B.C. is joining other provinces in asking Ottawa for more autonomy over immigration matters in a bid to address the labour shortage.
B.C.’s minister responsible for immigration, Nathan Cullen, said the province is pushing for over 10,000 new immigrants to come into the province through the provincial nominee program (PNP) to address its medical staff shortages.
“Right now we’re capped at 7,000 but we want to go up to 10,000 a year and we think we can handle even more than that,” Cullen said.
A meeting, which took place in New Brunswick on July 28, saw provincial immigration ministers meet with their federal counterpart, Sean Fraser, to address this issue of labour shortage and seek greater control over the immigration system.
Currently, in Canada, Quebec is the only province that has autonomy over setting its own immigration levels established through the Canada-Québec Accord signed in 1991.
The rest of the provinces are regulated through federal immigration law mandates.
“If Ottawa allocated us more people [through PNP] we could bring in more nurses,” Cullen said.
In B.C. there’s a need for more 100,000 skilled professionals, said Cullen. While a couple years ago B.C. focused on getting in tech professionals through PNP as part of its economic immigration, it now intends to focus on medical professionals.
“When we talk about the nursing and the doctor crisis, immigration is clearly going to be part of the solution because we just simply can’t train up fast enough the number of doctors and nurses we need, that’s going to take time.”
################
■ WHAT YOU WILL DO ■
1. Reproduce the stretch of the B.C. immigration article from "B.C. is joining" through "medical staff shortages.".
2. List every Canadian province named in the B.C. immigration article.

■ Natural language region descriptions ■
################
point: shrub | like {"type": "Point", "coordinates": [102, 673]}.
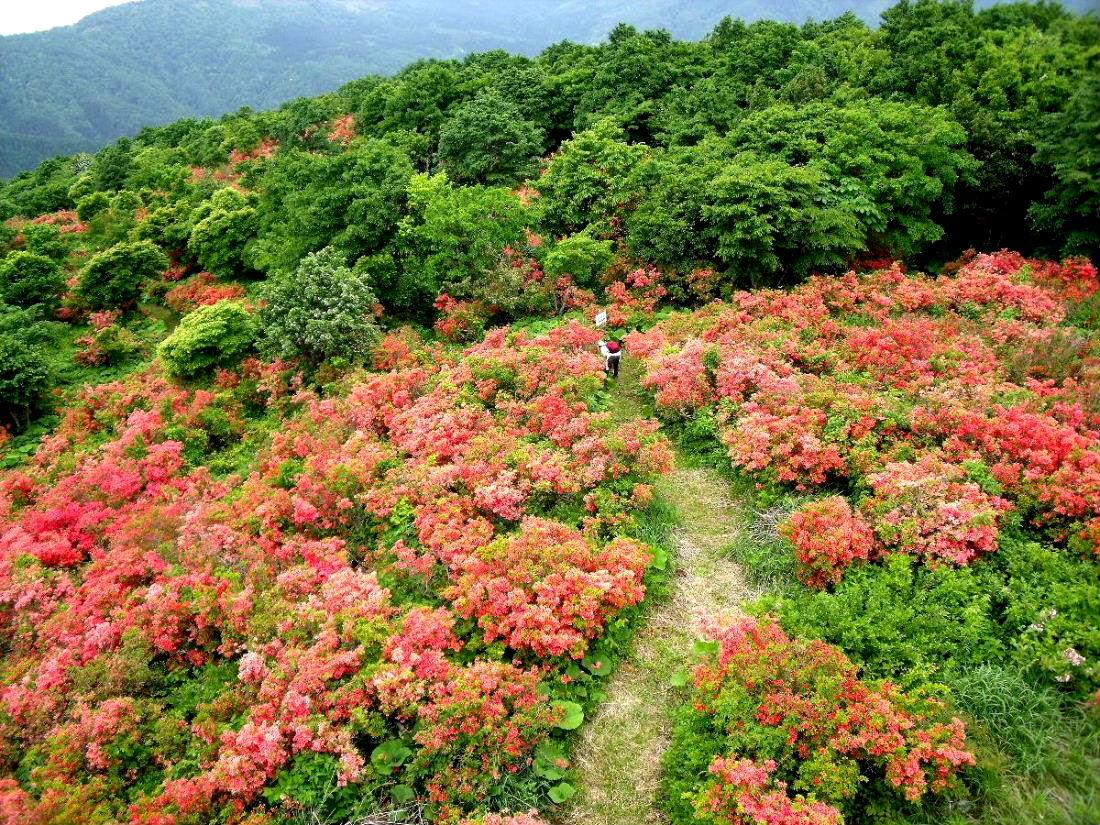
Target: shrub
{"type": "Point", "coordinates": [1052, 609]}
{"type": "Point", "coordinates": [24, 378]}
{"type": "Point", "coordinates": [199, 292]}
{"type": "Point", "coordinates": [321, 310]}
{"type": "Point", "coordinates": [44, 239]}
{"type": "Point", "coordinates": [222, 232]}
{"type": "Point", "coordinates": [114, 278]}
{"type": "Point", "coordinates": [28, 278]}
{"type": "Point", "coordinates": [108, 345]}
{"type": "Point", "coordinates": [827, 537]}
{"type": "Point", "coordinates": [901, 619]}
{"type": "Point", "coordinates": [794, 716]}
{"type": "Point", "coordinates": [219, 334]}
{"type": "Point", "coordinates": [92, 205]}
{"type": "Point", "coordinates": [581, 256]}
{"type": "Point", "coordinates": [931, 509]}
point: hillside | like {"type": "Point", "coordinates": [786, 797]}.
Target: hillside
{"type": "Point", "coordinates": [78, 87]}
{"type": "Point", "coordinates": [323, 502]}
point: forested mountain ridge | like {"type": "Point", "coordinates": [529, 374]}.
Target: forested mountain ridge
{"type": "Point", "coordinates": [320, 504]}
{"type": "Point", "coordinates": [77, 87]}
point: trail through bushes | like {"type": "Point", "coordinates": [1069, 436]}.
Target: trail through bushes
{"type": "Point", "coordinates": [618, 758]}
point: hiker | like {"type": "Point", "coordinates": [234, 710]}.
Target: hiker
{"type": "Point", "coordinates": [613, 354]}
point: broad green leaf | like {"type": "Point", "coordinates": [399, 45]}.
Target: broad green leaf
{"type": "Point", "coordinates": [573, 715]}
{"type": "Point", "coordinates": [562, 792]}
{"type": "Point", "coordinates": [389, 755]}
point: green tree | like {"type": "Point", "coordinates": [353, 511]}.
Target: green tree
{"type": "Point", "coordinates": [28, 278]}
{"type": "Point", "coordinates": [25, 375]}
{"type": "Point", "coordinates": [452, 233]}
{"type": "Point", "coordinates": [352, 201]}
{"type": "Point", "coordinates": [223, 228]}
{"type": "Point", "coordinates": [580, 255]}
{"type": "Point", "coordinates": [488, 141]}
{"type": "Point", "coordinates": [44, 239]}
{"type": "Point", "coordinates": [114, 278]}
{"type": "Point", "coordinates": [586, 182]}
{"type": "Point", "coordinates": [1070, 146]}
{"type": "Point", "coordinates": [89, 206]}
{"type": "Point", "coordinates": [319, 310]}
{"type": "Point", "coordinates": [894, 165]}
{"type": "Point", "coordinates": [216, 336]}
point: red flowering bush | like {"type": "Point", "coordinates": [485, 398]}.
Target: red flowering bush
{"type": "Point", "coordinates": [926, 393]}
{"type": "Point", "coordinates": [928, 508]}
{"type": "Point", "coordinates": [744, 793]}
{"type": "Point", "coordinates": [201, 290]}
{"type": "Point", "coordinates": [373, 594]}
{"type": "Point", "coordinates": [804, 737]}
{"type": "Point", "coordinates": [828, 537]}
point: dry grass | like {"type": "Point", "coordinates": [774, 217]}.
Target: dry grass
{"type": "Point", "coordinates": [619, 754]}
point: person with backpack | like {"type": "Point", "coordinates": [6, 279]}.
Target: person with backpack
{"type": "Point", "coordinates": [613, 354]}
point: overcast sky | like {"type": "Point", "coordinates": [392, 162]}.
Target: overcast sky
{"type": "Point", "coordinates": [33, 15]}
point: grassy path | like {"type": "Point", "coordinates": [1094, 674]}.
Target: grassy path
{"type": "Point", "coordinates": [619, 752]}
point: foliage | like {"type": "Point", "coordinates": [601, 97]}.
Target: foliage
{"type": "Point", "coordinates": [585, 183]}
{"type": "Point", "coordinates": [488, 141]}
{"type": "Point", "coordinates": [380, 603]}
{"type": "Point", "coordinates": [28, 278]}
{"type": "Point", "coordinates": [450, 233]}
{"type": "Point", "coordinates": [320, 310]}
{"type": "Point", "coordinates": [24, 377]}
{"type": "Point", "coordinates": [580, 256]}
{"type": "Point", "coordinates": [802, 736]}
{"type": "Point", "coordinates": [215, 336]}
{"type": "Point", "coordinates": [899, 386]}
{"type": "Point", "coordinates": [222, 229]}
{"type": "Point", "coordinates": [114, 277]}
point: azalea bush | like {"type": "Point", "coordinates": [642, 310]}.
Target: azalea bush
{"type": "Point", "coordinates": [235, 602]}
{"type": "Point", "coordinates": [905, 393]}
{"type": "Point", "coordinates": [784, 729]}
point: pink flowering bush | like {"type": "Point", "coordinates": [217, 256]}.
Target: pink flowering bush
{"type": "Point", "coordinates": [804, 738]}
{"type": "Point", "coordinates": [923, 398]}
{"type": "Point", "coordinates": [928, 508]}
{"type": "Point", "coordinates": [380, 600]}
{"type": "Point", "coordinates": [828, 537]}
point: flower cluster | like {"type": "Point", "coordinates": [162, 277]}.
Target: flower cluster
{"type": "Point", "coordinates": [815, 727]}
{"type": "Point", "coordinates": [942, 403]}
{"type": "Point", "coordinates": [377, 583]}
{"type": "Point", "coordinates": [827, 538]}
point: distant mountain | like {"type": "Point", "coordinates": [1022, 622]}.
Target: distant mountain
{"type": "Point", "coordinates": [78, 87]}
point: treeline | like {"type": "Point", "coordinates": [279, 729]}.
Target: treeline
{"type": "Point", "coordinates": [766, 151]}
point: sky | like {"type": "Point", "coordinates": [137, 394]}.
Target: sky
{"type": "Point", "coordinates": [33, 15]}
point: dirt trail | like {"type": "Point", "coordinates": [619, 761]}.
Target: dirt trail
{"type": "Point", "coordinates": [619, 752]}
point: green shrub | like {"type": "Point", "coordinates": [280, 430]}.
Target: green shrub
{"type": "Point", "coordinates": [1052, 611]}
{"type": "Point", "coordinates": [114, 278]}
{"type": "Point", "coordinates": [45, 239]}
{"type": "Point", "coordinates": [321, 310]}
{"type": "Point", "coordinates": [92, 205]}
{"type": "Point", "coordinates": [901, 619]}
{"type": "Point", "coordinates": [219, 334]}
{"type": "Point", "coordinates": [580, 255]}
{"type": "Point", "coordinates": [223, 226]}
{"type": "Point", "coordinates": [24, 378]}
{"type": "Point", "coordinates": [28, 278]}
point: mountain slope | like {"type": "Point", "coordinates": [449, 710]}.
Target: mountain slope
{"type": "Point", "coordinates": [78, 87]}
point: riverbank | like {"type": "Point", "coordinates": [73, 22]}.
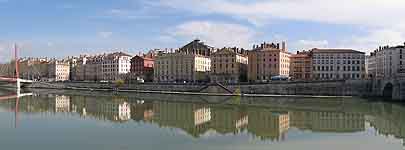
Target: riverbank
{"type": "Point", "coordinates": [289, 89]}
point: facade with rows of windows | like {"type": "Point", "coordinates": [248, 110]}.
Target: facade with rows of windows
{"type": "Point", "coordinates": [337, 64]}
{"type": "Point", "coordinates": [191, 63]}
{"type": "Point", "coordinates": [301, 66]}
{"type": "Point", "coordinates": [267, 61]}
{"type": "Point", "coordinates": [115, 66]}
{"type": "Point", "coordinates": [229, 65]}
{"type": "Point", "coordinates": [387, 62]}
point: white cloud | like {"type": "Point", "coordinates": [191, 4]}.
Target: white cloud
{"type": "Point", "coordinates": [49, 44]}
{"type": "Point", "coordinates": [361, 12]}
{"type": "Point", "coordinates": [216, 34]}
{"type": "Point", "coordinates": [308, 44]}
{"type": "Point", "coordinates": [105, 34]}
{"type": "Point", "coordinates": [381, 19]}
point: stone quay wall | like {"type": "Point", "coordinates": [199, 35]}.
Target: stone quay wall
{"type": "Point", "coordinates": [322, 88]}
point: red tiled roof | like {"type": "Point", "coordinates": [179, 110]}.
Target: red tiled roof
{"type": "Point", "coordinates": [316, 50]}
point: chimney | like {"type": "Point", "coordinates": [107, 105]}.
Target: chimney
{"type": "Point", "coordinates": [283, 46]}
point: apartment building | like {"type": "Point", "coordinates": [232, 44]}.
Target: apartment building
{"type": "Point", "coordinates": [59, 70]}
{"type": "Point", "coordinates": [190, 63]}
{"type": "Point", "coordinates": [337, 64]}
{"type": "Point", "coordinates": [115, 66]}
{"type": "Point", "coordinates": [229, 65]}
{"type": "Point", "coordinates": [268, 60]}
{"type": "Point", "coordinates": [301, 66]}
{"type": "Point", "coordinates": [142, 67]}
{"type": "Point", "coordinates": [387, 62]}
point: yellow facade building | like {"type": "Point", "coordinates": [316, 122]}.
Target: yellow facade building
{"type": "Point", "coordinates": [268, 60]}
{"type": "Point", "coordinates": [229, 65]}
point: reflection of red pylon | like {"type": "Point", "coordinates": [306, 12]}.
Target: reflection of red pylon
{"type": "Point", "coordinates": [17, 70]}
{"type": "Point", "coordinates": [16, 112]}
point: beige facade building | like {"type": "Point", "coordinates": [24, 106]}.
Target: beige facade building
{"type": "Point", "coordinates": [116, 66]}
{"type": "Point", "coordinates": [59, 70]}
{"type": "Point", "coordinates": [93, 68]}
{"type": "Point", "coordinates": [387, 62]}
{"type": "Point", "coordinates": [301, 66]}
{"type": "Point", "coordinates": [188, 64]}
{"type": "Point", "coordinates": [34, 68]}
{"type": "Point", "coordinates": [229, 65]}
{"type": "Point", "coordinates": [337, 64]}
{"type": "Point", "coordinates": [268, 60]}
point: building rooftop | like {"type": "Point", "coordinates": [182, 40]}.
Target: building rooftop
{"type": "Point", "coordinates": [316, 50]}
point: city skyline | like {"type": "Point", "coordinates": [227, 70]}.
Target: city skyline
{"type": "Point", "coordinates": [66, 28]}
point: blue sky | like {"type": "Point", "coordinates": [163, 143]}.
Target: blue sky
{"type": "Point", "coordinates": [72, 27]}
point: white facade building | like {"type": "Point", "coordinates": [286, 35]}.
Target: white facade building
{"type": "Point", "coordinates": [337, 64]}
{"type": "Point", "coordinates": [387, 62]}
{"type": "Point", "coordinates": [59, 70]}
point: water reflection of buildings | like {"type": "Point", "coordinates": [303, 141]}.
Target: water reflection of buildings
{"type": "Point", "coordinates": [196, 118]}
{"type": "Point", "coordinates": [328, 121]}
{"type": "Point", "coordinates": [61, 103]}
{"type": "Point", "coordinates": [115, 109]}
{"type": "Point", "coordinates": [268, 125]}
{"type": "Point", "coordinates": [142, 112]}
{"type": "Point", "coordinates": [389, 120]}
{"type": "Point", "coordinates": [192, 118]}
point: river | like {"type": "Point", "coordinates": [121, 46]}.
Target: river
{"type": "Point", "coordinates": [66, 120]}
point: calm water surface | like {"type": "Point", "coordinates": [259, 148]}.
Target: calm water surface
{"type": "Point", "coordinates": [66, 120]}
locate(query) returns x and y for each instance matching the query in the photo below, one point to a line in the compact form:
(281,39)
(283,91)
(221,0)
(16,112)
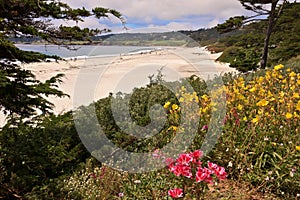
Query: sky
(162,15)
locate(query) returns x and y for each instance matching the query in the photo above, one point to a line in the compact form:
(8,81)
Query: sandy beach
(102,75)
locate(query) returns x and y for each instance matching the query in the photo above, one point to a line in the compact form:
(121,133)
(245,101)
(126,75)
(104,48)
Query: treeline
(243,48)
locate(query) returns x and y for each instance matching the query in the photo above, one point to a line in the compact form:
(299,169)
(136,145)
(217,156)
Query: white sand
(96,77)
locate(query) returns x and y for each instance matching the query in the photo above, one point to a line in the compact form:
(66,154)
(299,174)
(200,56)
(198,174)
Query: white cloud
(170,14)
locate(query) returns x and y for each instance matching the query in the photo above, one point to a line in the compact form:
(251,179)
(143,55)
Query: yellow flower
(298,106)
(296,95)
(289,115)
(278,67)
(293,74)
(167,104)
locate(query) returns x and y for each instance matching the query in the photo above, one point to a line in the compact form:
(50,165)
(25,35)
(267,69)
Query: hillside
(243,49)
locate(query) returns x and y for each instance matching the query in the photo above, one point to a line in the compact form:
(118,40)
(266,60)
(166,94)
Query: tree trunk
(264,58)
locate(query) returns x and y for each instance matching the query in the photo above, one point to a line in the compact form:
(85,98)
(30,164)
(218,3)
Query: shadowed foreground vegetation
(259,145)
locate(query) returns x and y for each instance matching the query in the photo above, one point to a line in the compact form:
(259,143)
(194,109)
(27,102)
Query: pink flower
(220,173)
(203,174)
(212,166)
(184,159)
(176,193)
(197,154)
(184,170)
(169,161)
(205,127)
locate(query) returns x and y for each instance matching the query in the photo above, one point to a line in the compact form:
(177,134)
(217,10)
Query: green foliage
(21,93)
(33,156)
(284,43)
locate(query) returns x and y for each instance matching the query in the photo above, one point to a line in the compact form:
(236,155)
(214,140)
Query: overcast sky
(165,14)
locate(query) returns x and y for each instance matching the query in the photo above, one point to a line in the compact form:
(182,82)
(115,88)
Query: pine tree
(257,6)
(21,94)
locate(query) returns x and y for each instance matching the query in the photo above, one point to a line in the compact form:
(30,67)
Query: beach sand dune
(123,72)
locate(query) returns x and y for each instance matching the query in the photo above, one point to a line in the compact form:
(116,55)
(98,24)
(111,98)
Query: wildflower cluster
(189,165)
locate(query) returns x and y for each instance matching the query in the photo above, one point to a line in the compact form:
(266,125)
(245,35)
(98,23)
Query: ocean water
(84,50)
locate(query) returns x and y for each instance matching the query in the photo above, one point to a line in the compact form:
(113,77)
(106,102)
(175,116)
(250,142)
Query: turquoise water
(83,50)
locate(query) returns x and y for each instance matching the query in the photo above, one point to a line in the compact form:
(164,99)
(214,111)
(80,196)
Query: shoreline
(124,72)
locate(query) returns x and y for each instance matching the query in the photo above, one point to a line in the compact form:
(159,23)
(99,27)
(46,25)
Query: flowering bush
(189,166)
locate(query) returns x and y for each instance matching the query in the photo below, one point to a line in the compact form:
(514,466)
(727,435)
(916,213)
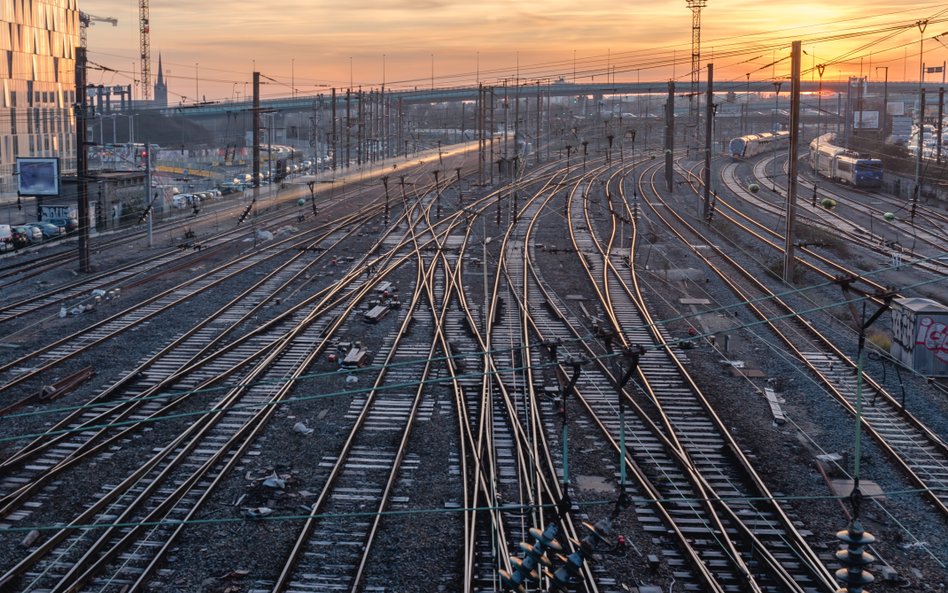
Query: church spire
(161,89)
################
■ TASK-BY-TASK SOLUTIONS ■
1.
B.C. is joining other provinces in asking Ottawa for more autonomy over immigration matters in a bid to address the labour shortage.
B.C.’s minister responsible for immigration, Nathan Cullen, said the province is pushing for over 10,000 new immigrants to come into the province through the provincial nominee program (PNP) to address its medical staff shortages.

2. B.C., New Brunswick, Quebec